**Fuente:**
════
Cantares de Gesta. La Épica Medieval
Las epopeyas románicas se denominan cantares de gesta (en francés chansons de geste), del latín gesta, «hechos, hazañas». Suponían recordar pasadas acciones gloriosas de las que se podía enorgullecer una familia. Los cantares de gesta conservados llegan al centenar, una gran mayoría en lengua francesa, con diversas peculiaridades (francés de la isla de Francia, picardo, anglonormando, francoitaliano, etc.), y otros, en ínfima proporción en provenzal y en castellano. La extensión de estos cantares es muy irregular: oscila entre los ochocientos y los veinte mil versos, si bien los de mayor longitud suelen ser tardíos y presentar contaminaciones con la novela.
════
Según el texto sobre los cantares de gesta, ¿entre qué cifras oscila la extensión de estos cantares?
════
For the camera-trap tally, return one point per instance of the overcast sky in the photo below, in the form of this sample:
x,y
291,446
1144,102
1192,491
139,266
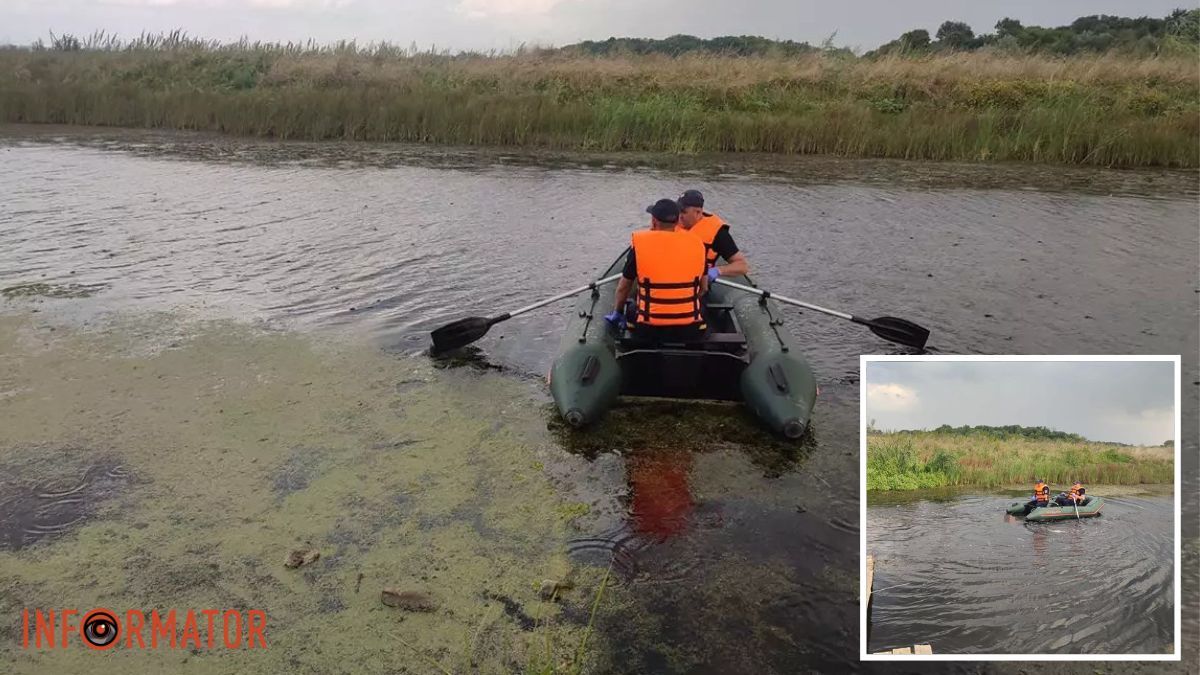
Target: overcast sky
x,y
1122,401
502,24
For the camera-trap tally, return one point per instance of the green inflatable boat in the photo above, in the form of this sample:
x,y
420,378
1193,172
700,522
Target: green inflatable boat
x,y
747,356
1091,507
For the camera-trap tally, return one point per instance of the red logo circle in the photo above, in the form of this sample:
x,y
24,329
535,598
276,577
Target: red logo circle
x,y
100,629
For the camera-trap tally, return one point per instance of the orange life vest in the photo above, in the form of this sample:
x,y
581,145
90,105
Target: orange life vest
════
**Solución:** Oscila entre los ochocientos y los veinte mil versos.